Given request
Reproduce the Euphoria Translator notes below word for word, from start to end.

You should debug your program with the Interpreter. The Translator checks for certain run-time errors, but in the interest of speed, most are not checked. When translated C code crashes you'll typically get a very cryptic machine exception. In most cases, the first thing you should do is run your program with the Interpreter, using the same inputs, and preferably with type_check turned on. If the error only shows up in translated code, you can use with trace and trace(3) to get a ctrace.out file showing a circular buffer of the last 500 Euphoria statements executed. If a translator-detected error message is displayed (and stored in ex.err), you will also see the offending line of Euphoria source whenever with trace is in effect. with trace will slow your program down, and the slowdown can be extreme when trace(3) is also in effect.

Legal Restrictions

As far as RDS is concerned, any executable programs or shared dynamically loading libraries that you create with this Translator without modifying an RDS translator library file, may be distributed royalty-free. You are free to incorporate any Euphoria files provided by RDS into your application.

In general, if you wish to use Euphoria code written by 3rd parties, please honor any restrictions that apply. If in doubt, you should ask for permission.

Listed records
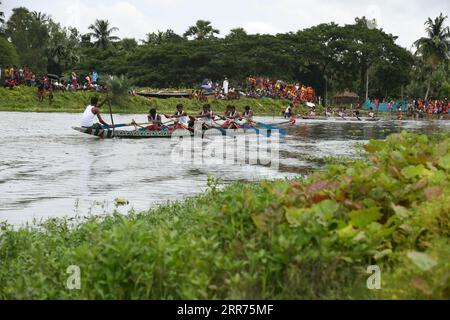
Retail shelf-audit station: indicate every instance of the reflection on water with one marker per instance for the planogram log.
(48, 170)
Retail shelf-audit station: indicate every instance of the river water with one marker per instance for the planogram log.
(49, 170)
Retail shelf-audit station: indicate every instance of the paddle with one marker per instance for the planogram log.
(177, 121)
(110, 113)
(269, 127)
(222, 130)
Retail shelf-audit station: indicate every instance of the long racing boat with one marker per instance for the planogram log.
(147, 134)
(322, 118)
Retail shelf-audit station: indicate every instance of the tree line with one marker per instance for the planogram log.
(358, 57)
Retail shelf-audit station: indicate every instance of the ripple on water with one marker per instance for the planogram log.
(49, 170)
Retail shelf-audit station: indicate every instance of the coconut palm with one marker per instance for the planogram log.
(435, 47)
(102, 32)
(201, 31)
(40, 17)
(2, 16)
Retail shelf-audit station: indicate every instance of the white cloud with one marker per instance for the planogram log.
(135, 18)
(260, 27)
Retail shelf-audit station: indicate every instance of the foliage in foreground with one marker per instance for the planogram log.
(302, 239)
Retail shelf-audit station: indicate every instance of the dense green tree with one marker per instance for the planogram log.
(161, 37)
(102, 32)
(2, 16)
(201, 31)
(63, 49)
(435, 47)
(236, 34)
(8, 54)
(29, 33)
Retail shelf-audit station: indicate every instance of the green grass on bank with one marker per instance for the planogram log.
(290, 239)
(24, 99)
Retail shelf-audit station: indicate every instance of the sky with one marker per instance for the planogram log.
(136, 18)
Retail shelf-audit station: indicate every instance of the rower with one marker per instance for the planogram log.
(288, 111)
(181, 116)
(248, 113)
(91, 111)
(230, 118)
(155, 120)
(207, 116)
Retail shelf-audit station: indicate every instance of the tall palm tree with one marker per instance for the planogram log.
(40, 17)
(202, 30)
(435, 47)
(2, 16)
(102, 32)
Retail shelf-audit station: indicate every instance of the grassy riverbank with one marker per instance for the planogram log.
(24, 99)
(301, 239)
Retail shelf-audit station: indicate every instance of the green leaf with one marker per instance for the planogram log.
(293, 215)
(413, 171)
(444, 162)
(362, 218)
(326, 208)
(422, 260)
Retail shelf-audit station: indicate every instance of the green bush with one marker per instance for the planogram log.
(24, 99)
(291, 239)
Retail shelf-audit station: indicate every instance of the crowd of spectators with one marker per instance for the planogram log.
(257, 87)
(415, 107)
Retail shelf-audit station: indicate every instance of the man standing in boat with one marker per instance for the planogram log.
(155, 120)
(207, 116)
(181, 116)
(93, 110)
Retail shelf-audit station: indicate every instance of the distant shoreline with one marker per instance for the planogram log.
(24, 99)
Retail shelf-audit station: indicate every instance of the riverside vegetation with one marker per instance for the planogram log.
(24, 99)
(308, 238)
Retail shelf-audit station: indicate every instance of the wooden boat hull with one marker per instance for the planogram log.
(146, 134)
(340, 119)
(164, 95)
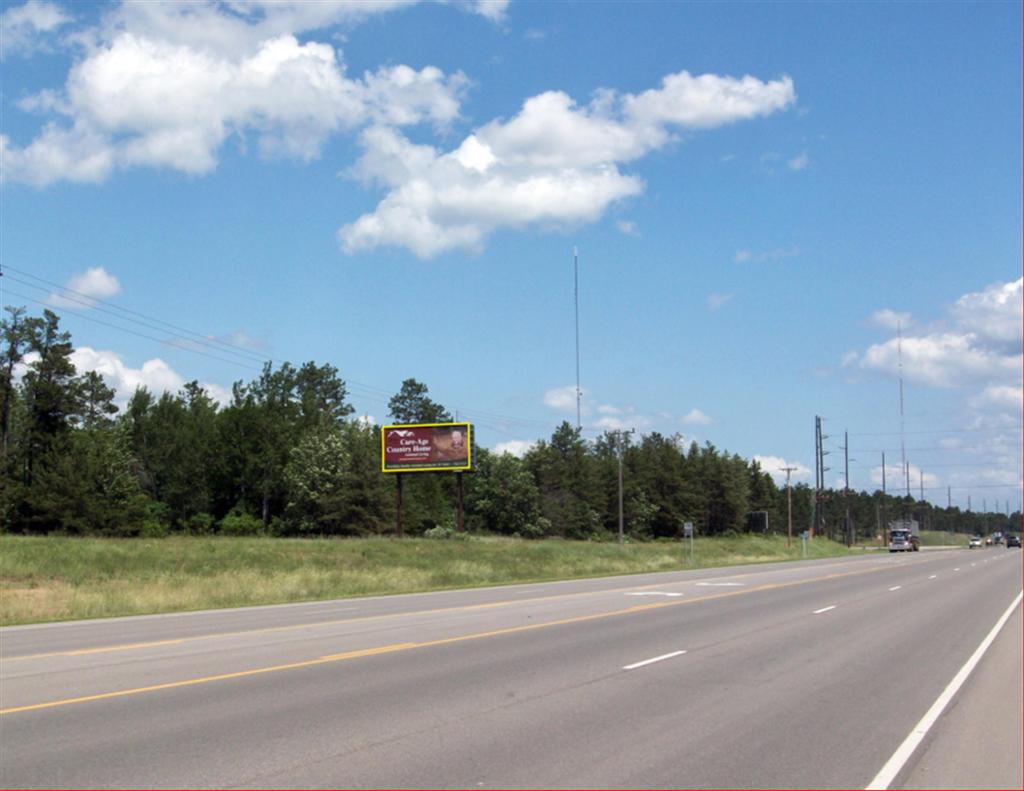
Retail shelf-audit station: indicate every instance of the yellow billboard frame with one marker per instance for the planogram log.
(469, 454)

Final result
You should debug your program with the Interpreter. The Translator checks for certain run-time errors, but in the interest of speed, most are not checked. When translated C code crashes you'll typically get a very cryptic machine exception. In most cases, the first thing you should do is run your program with the Interpreter, using the same inputs, and preferably with type_check turned on. If the error only shows up in translated code, you can use with trace and trace(3) to get a ctrace.out file showing a circular buffer of the last 500 Euphoria statements executed. If a translator-detected error message is displayed (and stored in ex.err), you will also see the offending line of Euphoria source whenever with trace is in effect. with trace will slow your program down, and the slowdown can be extreme when trace(3) is also in effect.

Legal Restrictions

As far as RDS is concerned, any executable programs or shared dynamically loading libraries that you create with this Translator without modifying an RDS translator library file, may be distributed royalty-free. You are free to incorporate any Euphoria files provided by RDS into your application.

In general, if you wish to use Euphoria code written by 3rd parties, please honor any restrictions that apply. If in doubt, you should ask for permission.